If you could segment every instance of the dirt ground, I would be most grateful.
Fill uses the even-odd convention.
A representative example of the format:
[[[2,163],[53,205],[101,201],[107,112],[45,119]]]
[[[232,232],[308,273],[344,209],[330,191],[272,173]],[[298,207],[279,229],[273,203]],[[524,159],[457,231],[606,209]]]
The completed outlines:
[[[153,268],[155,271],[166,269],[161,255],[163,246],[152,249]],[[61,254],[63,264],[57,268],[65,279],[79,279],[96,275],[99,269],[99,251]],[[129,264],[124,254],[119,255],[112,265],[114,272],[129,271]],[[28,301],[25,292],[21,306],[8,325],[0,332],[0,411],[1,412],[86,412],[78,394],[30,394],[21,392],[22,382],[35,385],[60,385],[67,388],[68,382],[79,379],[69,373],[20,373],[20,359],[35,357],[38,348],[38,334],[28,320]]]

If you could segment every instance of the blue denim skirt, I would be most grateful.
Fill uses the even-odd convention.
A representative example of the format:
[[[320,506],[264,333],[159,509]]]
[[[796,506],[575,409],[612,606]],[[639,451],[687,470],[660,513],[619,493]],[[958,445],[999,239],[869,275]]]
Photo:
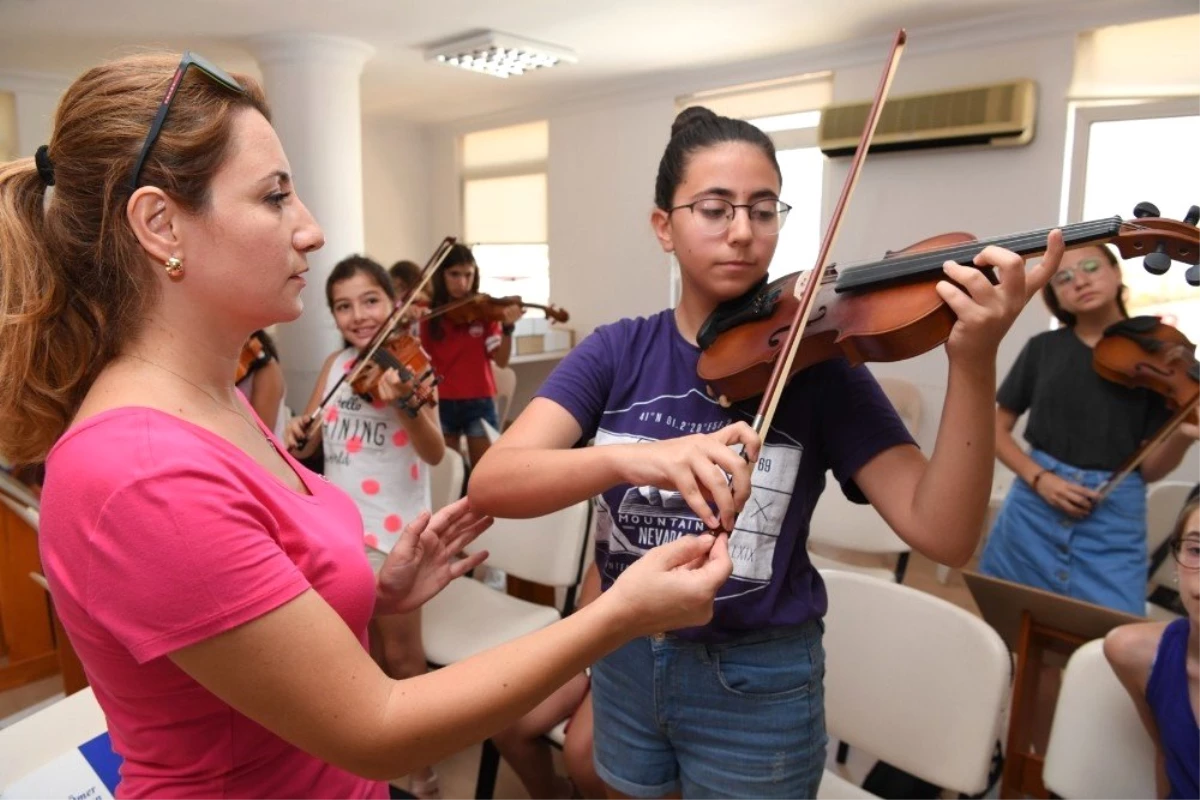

*What to do*. Please return the lines above exactly, from the first one down to the line with "[[[2,163],[53,205],[101,201],[107,112],[45,119]]]", and stop after that line.

*Written solution*.
If you could segment every instance of the dirt ground, I would be most grateful.
Fill uses the even-odd convention.
A representative example of the format:
[[[2,163],[53,205],[101,201],[107,112],[45,119]]]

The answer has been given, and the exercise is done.